───── 抽出テキスト ─────

「みんなのため」なら人は冷酷になる 利益をもたらさない人物ほど追放しても心が痛まない 研究者らが心理実験

竹内 章 竹内 章

企業ドラマの劇中、リストラや解雇を告げる人物は冷酷なヒールとして描かれますが、実際にはその胸中にはどんな思いがよぎるのでしょうか。集団から特定の人を排斥する際、集団にわずかしか利益をもたらさない人が対象なら心が痛みにくいことが、高知工科大や名古屋大などの研究で分かりました。みんなのための追放ならば胸は痛みにくいという人間の心の仕組みを、皆さんはどう考えますか。

高知工科大学情報学群の玉井颯一助教、名古屋大学大学院教育発達科学研究科の五十嵐祐准教授らの研究で、研究の詳細は、5月2日付で科学雑誌「European Journal of Social Psychology」に掲載されました。

近年の研究では、人間は互いに受容し合うべきだというルールを心の中にもっていると考えられてきました。一方、実社会では集団からの排斥という「ルール違反」が日常的に生じています。今回の研究は、この疑問の解決という目的がありました。

今回の研究では、実験参加者は、Aさん、Bさん、Sさん、Lさん(A~Lさんは実験のために想定された架空の人物)という集団に加わります。お互いに協力しながら利益を生み出しますが、資源が減少し集団を存続させる上で、1人を排斥しなければならない事態が生じます。選択権は実験参加者にあります。

ここで実験参加者には、SさんとLさんがもたらす利益の量を示すグラフが提示されます。例えば、Sさんは集団全体には100の利益をもたらしますが、実験参加者には16とそう多くありません。一方、Lさんは集団全体には65ですが、実験参加者には57と“恩人”のような存在です。このグラフだけを参考にどちらを排斥するかを選び、その時の心の痛みを、1点「まったく痛まなかった」~6点「最悪の痛み」の6段階評定で回答しました。ここまでの流れを1回として、グラフの内容を変えつつ計40回繰り返しました。集団にもたらす利益がSさんとLさんほぼ同じで、実験参加者にもたらす利益に大きな差があるグラフも示し、心の痛みを調べました。

排斥されたのはどちらか。双方の集団への貢献度に大差がある場合、集団への貢献度が少ない人物が排斥されやすいことが分かりました。また、排斥される人物が集団にもたらす利益が少ない人物であったときほど、排斥を決めた参加者の心の痛みの度合いが軽いことも確認されました。玉井助教に聞きました。

───── 提供された記録 ─────

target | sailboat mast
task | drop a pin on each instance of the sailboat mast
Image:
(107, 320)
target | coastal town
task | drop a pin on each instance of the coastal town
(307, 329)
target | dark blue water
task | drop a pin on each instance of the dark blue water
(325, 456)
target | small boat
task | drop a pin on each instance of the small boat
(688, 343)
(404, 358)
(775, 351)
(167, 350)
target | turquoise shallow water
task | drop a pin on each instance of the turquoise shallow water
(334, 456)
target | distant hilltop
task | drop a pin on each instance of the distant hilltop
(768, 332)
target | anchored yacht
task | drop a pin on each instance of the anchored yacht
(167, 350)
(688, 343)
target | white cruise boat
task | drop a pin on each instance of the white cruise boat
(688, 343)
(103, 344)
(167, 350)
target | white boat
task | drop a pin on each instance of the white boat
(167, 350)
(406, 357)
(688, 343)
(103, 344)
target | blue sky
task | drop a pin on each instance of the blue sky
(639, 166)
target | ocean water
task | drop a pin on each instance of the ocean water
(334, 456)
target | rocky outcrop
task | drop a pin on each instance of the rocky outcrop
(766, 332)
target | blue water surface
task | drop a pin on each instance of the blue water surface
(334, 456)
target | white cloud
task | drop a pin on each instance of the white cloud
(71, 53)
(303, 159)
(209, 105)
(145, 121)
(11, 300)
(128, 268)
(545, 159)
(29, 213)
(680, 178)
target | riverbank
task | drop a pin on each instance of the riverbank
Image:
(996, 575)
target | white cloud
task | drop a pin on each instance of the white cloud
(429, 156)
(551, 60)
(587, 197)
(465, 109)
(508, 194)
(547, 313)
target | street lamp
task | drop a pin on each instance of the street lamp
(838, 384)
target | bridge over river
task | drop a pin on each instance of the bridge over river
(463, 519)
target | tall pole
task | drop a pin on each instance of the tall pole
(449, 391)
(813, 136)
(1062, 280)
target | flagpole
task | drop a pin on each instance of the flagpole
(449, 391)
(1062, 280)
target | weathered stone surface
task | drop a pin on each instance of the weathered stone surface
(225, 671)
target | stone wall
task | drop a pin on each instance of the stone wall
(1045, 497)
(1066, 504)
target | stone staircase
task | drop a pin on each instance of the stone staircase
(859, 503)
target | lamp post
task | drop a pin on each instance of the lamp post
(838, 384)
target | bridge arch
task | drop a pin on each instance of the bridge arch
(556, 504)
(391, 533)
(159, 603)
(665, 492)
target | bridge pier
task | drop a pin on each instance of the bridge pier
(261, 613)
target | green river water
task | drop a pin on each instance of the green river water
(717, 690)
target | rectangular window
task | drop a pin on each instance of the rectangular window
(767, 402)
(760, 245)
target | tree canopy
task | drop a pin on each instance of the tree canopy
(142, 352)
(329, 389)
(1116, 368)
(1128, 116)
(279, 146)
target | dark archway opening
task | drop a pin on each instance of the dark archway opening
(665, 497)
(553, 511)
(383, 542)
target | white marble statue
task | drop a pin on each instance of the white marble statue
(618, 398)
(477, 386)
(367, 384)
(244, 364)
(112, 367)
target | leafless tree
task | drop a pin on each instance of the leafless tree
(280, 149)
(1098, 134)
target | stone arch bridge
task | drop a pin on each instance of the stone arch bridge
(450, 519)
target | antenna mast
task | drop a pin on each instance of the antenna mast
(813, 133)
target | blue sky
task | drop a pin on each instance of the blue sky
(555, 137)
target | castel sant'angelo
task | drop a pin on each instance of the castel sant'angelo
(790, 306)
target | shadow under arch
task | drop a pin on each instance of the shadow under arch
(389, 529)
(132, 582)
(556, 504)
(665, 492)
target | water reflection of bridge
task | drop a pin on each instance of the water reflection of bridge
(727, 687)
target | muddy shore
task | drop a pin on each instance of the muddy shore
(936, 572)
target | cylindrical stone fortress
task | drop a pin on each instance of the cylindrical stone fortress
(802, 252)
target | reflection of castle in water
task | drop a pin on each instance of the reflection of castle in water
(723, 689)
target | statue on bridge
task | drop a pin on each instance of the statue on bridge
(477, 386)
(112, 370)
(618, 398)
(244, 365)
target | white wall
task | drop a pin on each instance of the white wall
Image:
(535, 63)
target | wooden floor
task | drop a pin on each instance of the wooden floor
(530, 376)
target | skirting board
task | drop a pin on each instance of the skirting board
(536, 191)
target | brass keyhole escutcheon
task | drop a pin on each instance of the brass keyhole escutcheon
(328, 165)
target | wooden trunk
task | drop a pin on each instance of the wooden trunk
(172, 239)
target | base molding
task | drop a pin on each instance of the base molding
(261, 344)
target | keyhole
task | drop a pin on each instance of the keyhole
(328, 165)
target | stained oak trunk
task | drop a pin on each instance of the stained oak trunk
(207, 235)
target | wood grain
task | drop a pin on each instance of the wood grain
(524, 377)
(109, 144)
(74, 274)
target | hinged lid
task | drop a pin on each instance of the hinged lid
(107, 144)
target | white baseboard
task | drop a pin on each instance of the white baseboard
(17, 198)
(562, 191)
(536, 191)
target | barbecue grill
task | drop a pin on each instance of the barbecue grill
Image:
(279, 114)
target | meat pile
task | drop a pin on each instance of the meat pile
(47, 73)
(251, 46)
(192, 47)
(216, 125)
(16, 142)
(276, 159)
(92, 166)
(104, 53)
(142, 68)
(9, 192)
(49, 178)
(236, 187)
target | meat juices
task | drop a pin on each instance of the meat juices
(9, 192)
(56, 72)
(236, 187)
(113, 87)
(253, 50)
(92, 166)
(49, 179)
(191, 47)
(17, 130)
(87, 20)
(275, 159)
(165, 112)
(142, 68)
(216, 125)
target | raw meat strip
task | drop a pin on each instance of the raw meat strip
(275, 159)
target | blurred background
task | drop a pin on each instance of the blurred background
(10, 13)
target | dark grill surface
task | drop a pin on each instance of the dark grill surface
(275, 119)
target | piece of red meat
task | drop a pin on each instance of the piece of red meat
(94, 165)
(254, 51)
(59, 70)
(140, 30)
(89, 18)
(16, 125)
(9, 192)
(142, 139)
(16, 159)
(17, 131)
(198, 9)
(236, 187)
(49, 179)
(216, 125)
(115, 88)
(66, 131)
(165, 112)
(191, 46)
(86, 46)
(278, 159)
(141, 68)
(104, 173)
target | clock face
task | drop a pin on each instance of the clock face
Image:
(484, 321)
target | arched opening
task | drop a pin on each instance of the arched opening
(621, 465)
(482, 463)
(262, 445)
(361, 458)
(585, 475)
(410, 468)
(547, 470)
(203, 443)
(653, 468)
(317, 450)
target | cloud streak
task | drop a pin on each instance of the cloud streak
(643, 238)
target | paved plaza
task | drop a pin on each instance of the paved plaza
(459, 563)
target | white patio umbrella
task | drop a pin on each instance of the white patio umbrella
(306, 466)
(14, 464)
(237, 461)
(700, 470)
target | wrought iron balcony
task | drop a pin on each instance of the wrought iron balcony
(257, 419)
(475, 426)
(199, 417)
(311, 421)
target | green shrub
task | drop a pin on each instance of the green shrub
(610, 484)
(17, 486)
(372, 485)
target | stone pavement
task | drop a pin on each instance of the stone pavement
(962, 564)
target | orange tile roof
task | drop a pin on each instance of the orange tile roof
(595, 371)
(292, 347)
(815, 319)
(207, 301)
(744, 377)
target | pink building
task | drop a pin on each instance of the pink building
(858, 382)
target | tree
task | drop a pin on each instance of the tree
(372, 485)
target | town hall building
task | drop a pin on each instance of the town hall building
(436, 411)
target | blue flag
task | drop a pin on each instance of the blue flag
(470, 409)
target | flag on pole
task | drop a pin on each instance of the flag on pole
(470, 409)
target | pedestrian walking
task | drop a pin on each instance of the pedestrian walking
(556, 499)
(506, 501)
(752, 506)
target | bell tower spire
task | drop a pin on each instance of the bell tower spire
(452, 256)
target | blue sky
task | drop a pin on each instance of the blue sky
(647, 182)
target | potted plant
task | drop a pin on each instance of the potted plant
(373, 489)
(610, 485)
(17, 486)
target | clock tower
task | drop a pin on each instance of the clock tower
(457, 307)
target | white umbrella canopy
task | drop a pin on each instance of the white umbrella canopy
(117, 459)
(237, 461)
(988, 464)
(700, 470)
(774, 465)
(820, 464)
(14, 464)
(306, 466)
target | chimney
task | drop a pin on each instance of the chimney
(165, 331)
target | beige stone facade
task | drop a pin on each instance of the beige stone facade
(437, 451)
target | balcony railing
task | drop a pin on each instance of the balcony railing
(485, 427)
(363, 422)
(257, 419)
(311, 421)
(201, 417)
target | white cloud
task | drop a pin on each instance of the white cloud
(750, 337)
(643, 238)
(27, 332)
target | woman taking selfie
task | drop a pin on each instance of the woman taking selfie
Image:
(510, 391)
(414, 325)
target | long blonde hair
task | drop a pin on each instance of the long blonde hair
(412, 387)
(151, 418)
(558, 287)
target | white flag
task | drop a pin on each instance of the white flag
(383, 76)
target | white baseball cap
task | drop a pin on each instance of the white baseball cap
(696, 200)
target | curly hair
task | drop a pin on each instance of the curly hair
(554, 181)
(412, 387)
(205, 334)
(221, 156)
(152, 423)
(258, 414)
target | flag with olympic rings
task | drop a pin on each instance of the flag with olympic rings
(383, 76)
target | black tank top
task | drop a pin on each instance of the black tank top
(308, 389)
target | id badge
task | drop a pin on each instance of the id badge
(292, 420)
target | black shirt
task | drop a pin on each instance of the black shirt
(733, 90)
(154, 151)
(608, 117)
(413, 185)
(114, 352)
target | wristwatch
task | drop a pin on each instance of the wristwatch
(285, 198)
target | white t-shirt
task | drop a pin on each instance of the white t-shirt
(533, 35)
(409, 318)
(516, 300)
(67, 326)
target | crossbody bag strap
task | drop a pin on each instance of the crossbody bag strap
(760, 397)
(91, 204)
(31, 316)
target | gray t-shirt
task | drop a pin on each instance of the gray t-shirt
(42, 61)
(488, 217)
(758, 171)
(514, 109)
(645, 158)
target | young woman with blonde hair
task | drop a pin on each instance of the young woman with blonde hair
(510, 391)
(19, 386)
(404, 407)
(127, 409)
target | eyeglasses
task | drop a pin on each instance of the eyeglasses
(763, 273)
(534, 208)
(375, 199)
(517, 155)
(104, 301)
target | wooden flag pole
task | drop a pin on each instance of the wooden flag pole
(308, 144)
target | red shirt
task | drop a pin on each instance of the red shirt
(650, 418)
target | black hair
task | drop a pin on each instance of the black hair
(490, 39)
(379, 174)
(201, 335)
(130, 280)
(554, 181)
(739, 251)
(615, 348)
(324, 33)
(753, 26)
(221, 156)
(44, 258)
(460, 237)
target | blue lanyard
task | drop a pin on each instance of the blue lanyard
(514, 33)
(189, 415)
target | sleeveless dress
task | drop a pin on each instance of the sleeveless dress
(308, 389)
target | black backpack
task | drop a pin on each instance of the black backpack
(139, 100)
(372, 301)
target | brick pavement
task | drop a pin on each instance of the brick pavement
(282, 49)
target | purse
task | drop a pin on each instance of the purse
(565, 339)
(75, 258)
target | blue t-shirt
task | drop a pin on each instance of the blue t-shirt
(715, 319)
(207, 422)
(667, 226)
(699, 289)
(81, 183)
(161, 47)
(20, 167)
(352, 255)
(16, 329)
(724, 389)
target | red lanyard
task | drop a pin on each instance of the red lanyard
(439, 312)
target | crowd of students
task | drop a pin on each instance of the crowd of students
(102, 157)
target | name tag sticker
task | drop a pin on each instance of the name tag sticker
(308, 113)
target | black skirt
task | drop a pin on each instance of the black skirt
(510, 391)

─────

作業内容
1. 排斥の心理実験を扱った記事によると、研究の詳細はどの科学雑誌に掲載されましたか。
2. 排斥の心理実験を扱った記事の「今回の研究では、実験参加者は」で始まる段落を、要点を残して箇条書きにまとめてください。
3. 排斥の心理実験を扱った記事を、最後の文のあとから書き継いでください。

期待される結果
1. 「European Journal of Social Psychology」に、5月2日付で掲載されました。

2.
- 実験参加者は、Aさん、Bさん、Sさん、Lさんという集団に加わる(A~Lさんは実験用に想定された架空の人物)。
- 集団のメンバーは互いに協力して利益を生み出す。
- 資源が減り、集団を存続させるには1人を排斥しなければならない事態が生じる。
- 誰を排斥するかの選択権は実験参加者にある。

3.
―自分だけの利益より集団への利益を優先することから何が推察できるのでしょうか

「研究の結果は、互いに受け入れ合うべきだというルールはあらゆる状況で有効というわけではないことを表しています。集団の利益を最大化するのであれば、ルール違反であるはずの排斥は生じやすくなり、心の痛みという感情的な反応を抑え込むことができる可能性を表しています。集団としての生活を最適化するように人間の心が組み立てられていることを示す証拠の一つとなるかもしれません」

―心の痛みの程度が示すものは

「これまでの心理学の研究では、他の人を排斥すると強い心の痛みを感じることが明らかにされてきましたが、排斥の対象となった人物に関する情報は与えられておらず『どのような状況であっても、排斥をすると心は痛むのか?』という疑問は残されたままでした。私たちの研究では、集団に少しの利益しかもたらさない人を排斥した場合は心が痛みにくいことを突き止めました。人間の歴史上、排斥をはじめとする通常ならば否定的であるはずの行為がさまざまな状況で繰り返されました。こうした行為が実行に移される時、人間はどのようにしてそれをやむなしと考えるのでしょうか。こうした問いを扱う研究は今後も進められていくと思います」

―「みんなのため」が排斥の言い訳に?

「本研究は排斥という題材を扱い、集団の利益を重視することがネガティブな行為を正当化する効果をもつことを心理学的な手法で示しました。集団のためという大義名分の下で特定個人に不利益をもたらすことが正当化されている状況は他にも多くあると考えられます。ネガティブな行為がいかにして正当化されるのかを考える今後の研究にも役立てられると考えられます」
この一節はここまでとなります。